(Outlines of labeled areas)

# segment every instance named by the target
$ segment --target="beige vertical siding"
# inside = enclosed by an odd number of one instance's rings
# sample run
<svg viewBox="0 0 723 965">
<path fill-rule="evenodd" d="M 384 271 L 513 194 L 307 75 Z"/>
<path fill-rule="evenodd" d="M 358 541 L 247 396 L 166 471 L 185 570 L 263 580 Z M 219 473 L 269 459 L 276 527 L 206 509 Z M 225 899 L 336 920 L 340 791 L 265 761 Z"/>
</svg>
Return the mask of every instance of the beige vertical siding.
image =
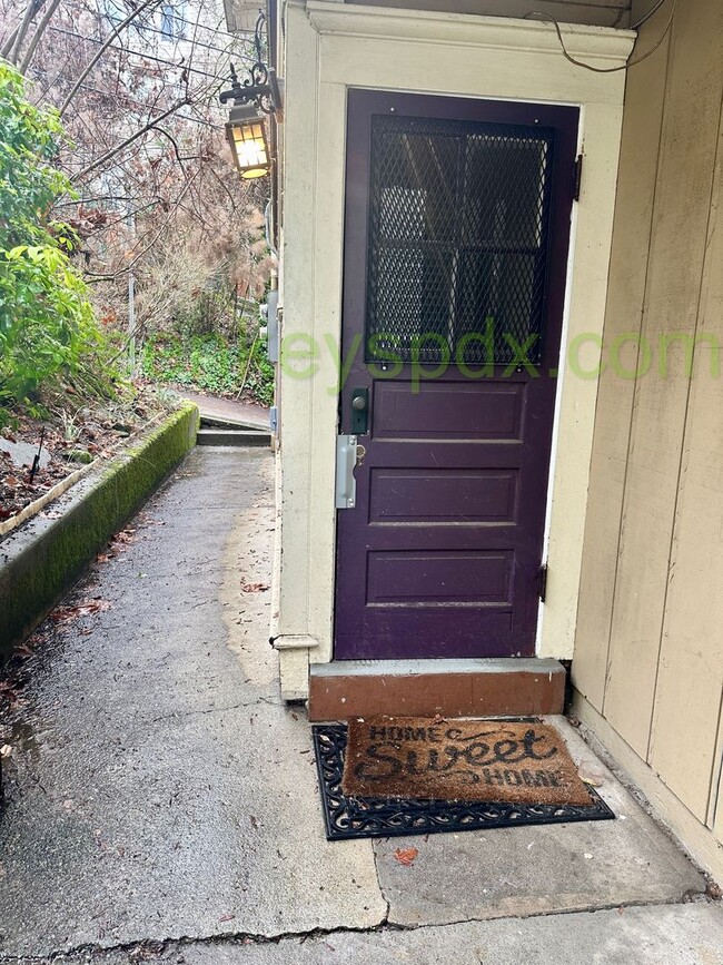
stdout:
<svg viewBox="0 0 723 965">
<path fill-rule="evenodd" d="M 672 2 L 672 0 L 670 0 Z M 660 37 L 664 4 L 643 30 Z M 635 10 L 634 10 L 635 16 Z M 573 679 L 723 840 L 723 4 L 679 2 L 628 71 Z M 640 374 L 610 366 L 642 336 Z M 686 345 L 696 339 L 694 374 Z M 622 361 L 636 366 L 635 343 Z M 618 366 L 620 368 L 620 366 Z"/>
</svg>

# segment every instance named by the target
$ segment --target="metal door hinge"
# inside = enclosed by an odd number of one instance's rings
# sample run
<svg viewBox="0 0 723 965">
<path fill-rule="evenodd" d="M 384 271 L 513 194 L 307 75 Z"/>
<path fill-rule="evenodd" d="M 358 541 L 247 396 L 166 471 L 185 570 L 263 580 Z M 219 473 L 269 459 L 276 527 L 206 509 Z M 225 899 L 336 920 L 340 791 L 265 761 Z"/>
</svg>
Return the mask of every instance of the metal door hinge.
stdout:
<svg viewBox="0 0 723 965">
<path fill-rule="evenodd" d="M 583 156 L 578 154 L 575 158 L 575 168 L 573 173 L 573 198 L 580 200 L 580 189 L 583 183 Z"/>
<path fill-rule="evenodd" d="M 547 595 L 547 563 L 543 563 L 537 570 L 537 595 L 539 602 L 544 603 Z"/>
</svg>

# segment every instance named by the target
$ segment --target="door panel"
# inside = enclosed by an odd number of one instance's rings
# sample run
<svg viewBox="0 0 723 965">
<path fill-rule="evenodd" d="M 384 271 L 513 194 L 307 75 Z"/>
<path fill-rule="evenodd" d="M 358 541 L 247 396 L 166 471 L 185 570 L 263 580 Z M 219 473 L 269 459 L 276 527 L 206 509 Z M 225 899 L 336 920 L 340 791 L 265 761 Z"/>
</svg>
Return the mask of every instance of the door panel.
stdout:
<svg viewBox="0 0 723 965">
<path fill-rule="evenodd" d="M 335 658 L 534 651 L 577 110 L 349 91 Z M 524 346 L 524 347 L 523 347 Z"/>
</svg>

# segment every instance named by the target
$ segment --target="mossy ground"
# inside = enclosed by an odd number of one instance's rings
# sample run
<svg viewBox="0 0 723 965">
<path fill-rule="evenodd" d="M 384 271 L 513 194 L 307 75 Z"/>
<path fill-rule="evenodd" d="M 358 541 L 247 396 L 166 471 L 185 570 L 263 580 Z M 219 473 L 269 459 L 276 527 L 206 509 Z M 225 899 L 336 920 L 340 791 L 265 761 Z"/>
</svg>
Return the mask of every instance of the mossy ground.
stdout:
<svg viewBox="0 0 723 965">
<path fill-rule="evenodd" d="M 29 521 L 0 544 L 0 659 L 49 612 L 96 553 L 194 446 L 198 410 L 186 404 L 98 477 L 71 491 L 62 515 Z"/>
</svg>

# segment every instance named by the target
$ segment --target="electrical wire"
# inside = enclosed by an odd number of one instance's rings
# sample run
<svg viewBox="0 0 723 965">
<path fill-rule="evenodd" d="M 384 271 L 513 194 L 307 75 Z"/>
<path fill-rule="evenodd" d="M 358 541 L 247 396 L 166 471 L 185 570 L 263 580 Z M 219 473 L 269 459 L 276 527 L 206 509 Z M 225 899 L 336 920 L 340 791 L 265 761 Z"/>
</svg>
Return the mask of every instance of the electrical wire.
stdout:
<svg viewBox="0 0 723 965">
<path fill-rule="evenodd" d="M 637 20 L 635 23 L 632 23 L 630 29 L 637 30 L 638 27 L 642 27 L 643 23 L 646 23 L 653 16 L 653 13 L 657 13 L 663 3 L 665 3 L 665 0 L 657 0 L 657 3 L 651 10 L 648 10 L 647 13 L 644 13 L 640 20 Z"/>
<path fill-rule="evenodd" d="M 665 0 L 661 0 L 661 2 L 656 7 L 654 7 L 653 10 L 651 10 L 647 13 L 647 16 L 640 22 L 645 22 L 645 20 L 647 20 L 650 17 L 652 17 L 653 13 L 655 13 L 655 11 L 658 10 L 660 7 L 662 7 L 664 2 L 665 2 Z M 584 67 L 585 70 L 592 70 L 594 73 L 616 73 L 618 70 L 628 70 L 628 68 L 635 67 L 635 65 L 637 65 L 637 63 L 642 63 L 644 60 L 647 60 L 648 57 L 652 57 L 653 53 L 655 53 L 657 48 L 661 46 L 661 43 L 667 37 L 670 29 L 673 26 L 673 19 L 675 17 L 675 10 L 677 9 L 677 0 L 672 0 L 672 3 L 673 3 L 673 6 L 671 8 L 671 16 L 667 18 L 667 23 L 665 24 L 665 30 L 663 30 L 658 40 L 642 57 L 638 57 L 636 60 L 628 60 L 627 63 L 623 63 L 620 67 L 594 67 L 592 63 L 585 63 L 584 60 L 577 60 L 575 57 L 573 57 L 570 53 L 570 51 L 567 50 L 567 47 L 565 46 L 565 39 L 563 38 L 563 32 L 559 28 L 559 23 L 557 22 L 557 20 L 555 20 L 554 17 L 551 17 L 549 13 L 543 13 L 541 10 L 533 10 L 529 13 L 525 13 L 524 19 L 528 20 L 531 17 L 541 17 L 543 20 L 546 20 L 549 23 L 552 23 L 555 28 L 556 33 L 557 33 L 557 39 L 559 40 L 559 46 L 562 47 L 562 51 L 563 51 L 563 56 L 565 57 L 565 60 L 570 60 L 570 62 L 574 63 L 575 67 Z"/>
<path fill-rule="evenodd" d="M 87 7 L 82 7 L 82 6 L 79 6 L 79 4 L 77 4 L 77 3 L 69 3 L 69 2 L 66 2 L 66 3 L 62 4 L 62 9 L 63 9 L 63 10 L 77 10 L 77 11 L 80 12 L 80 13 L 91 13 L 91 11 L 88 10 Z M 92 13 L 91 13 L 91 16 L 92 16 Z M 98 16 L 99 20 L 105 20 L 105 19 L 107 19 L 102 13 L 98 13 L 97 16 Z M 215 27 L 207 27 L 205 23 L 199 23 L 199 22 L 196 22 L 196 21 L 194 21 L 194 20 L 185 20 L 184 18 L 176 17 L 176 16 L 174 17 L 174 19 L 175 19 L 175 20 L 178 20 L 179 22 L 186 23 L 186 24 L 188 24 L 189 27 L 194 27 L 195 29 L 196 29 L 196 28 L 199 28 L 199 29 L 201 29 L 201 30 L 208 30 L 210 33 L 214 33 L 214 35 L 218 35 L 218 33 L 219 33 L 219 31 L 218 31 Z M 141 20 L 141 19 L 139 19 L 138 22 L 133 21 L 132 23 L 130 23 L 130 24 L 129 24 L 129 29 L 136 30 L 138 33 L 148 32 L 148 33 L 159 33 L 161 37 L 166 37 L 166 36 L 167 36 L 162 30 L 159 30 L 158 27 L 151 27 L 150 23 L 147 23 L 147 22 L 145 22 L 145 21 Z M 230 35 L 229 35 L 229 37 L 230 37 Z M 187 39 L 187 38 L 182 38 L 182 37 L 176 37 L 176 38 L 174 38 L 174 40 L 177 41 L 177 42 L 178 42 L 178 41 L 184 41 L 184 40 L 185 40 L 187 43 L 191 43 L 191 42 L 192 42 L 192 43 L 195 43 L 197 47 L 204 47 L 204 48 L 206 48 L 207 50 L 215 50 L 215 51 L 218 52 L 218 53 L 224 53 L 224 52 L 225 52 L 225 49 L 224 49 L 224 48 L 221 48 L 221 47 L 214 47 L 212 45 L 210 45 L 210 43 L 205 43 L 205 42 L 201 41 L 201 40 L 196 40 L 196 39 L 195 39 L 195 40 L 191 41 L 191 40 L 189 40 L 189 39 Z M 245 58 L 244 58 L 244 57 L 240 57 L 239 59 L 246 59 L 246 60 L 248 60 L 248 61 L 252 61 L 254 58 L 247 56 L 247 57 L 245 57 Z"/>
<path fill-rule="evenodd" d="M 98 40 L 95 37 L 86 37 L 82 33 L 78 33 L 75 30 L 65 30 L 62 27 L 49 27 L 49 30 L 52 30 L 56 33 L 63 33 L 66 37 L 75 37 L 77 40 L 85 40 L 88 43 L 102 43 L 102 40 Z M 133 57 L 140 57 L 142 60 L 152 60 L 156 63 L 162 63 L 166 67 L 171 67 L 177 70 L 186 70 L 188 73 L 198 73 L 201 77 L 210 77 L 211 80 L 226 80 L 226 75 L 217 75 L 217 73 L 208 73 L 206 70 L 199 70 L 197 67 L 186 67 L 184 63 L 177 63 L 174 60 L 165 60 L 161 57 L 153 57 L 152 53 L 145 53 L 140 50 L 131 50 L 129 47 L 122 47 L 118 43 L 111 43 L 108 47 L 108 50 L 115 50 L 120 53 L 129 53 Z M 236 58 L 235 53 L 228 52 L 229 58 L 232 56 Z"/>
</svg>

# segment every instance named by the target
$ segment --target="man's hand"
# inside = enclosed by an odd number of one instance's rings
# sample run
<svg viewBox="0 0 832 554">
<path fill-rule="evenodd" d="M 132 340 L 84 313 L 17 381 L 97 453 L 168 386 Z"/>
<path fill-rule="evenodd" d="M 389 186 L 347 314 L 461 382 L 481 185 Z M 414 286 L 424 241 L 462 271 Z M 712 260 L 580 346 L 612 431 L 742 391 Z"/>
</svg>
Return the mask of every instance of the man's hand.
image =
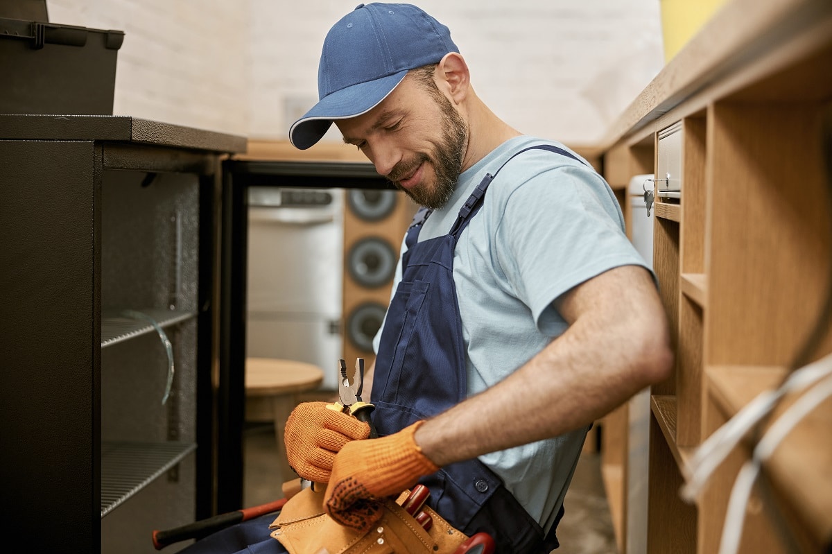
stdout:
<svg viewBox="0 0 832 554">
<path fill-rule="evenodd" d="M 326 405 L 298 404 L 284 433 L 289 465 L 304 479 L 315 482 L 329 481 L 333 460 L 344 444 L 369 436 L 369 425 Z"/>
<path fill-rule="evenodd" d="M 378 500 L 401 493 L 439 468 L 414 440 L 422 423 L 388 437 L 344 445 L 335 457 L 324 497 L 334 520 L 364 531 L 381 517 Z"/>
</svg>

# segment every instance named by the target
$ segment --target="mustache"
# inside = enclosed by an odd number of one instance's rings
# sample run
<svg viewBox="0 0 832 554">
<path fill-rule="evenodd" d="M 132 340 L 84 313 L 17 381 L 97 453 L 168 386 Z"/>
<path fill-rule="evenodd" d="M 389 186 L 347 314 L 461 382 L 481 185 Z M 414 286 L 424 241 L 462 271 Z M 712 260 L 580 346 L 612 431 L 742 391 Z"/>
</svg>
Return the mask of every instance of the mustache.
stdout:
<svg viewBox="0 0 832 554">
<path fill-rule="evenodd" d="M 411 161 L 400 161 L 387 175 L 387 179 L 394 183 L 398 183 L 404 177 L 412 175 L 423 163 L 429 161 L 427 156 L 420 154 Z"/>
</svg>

__GIVEN PROBLEM__
Return each line of the listing above that contains the string "hand".

__EXERCISE SOLUTION__
$ segment --target="man's hand"
Return the mask of every instance of the man's hand.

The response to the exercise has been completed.